• What you should do
Look for the word "pond" in the entries below, then copy every line that has it.

[Data records]
━━━━
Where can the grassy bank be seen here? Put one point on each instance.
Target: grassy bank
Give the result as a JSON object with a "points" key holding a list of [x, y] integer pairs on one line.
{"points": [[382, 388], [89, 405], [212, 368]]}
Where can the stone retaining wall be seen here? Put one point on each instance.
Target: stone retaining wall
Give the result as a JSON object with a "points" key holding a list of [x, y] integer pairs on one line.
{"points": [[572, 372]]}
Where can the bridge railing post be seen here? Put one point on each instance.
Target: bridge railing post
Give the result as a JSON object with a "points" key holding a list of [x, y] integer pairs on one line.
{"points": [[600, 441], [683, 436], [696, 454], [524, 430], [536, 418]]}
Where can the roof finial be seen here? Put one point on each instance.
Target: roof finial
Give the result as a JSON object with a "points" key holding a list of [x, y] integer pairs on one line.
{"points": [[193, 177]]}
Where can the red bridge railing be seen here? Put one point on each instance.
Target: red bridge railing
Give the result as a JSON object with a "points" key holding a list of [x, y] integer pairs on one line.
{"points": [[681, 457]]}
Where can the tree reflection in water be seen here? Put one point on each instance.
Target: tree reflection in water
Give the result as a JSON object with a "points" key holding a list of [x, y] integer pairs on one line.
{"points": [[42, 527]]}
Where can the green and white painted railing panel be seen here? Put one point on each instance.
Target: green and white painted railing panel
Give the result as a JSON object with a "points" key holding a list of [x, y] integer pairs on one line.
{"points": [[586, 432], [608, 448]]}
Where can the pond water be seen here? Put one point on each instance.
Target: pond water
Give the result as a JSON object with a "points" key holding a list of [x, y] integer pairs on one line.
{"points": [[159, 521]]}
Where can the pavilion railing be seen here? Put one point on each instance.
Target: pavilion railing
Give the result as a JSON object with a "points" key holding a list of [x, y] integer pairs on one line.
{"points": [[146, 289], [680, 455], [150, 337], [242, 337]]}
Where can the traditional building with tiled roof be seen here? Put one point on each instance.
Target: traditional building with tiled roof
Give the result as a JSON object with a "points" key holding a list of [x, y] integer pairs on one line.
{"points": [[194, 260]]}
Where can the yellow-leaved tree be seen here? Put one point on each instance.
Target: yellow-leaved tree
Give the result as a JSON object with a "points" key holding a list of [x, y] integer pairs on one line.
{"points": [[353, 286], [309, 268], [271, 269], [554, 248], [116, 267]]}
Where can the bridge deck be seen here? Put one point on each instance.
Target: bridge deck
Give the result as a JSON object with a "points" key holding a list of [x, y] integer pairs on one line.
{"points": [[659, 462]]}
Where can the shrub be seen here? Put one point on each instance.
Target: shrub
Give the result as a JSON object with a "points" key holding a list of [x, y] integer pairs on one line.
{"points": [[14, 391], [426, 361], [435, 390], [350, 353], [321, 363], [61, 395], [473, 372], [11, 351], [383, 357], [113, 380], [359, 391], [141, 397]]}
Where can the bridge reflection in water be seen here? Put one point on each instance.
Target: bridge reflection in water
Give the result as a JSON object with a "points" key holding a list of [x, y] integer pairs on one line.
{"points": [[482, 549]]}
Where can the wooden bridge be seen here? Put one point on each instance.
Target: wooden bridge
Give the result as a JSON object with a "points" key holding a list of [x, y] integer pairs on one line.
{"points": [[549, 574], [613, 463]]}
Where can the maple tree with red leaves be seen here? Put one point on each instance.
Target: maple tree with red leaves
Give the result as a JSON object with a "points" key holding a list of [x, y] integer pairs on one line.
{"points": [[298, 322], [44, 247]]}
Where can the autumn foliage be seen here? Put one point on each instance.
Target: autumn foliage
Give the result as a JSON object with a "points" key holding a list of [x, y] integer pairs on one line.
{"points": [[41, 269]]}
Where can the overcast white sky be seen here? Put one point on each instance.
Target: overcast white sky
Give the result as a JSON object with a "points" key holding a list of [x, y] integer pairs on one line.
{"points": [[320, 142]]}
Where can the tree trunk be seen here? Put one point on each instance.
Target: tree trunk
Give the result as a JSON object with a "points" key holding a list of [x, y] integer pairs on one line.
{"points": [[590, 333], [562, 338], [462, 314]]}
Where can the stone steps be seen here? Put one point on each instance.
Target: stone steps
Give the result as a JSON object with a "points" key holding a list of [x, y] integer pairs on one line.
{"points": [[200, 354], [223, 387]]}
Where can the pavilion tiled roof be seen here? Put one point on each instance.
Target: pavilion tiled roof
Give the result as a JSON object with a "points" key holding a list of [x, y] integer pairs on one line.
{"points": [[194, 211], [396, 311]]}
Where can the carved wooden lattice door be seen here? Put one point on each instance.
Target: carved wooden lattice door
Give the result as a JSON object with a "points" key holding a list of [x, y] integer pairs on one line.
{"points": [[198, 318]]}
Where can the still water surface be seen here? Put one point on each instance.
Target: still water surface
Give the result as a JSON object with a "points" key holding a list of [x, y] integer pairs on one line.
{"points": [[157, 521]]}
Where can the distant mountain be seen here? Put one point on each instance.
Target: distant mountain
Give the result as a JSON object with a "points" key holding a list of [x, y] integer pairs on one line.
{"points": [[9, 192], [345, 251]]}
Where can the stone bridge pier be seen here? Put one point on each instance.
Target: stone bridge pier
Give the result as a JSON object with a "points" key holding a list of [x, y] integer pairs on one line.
━━━━
• Solution
Where can the pond water be seen here? Put one point on each instance.
Target: pond water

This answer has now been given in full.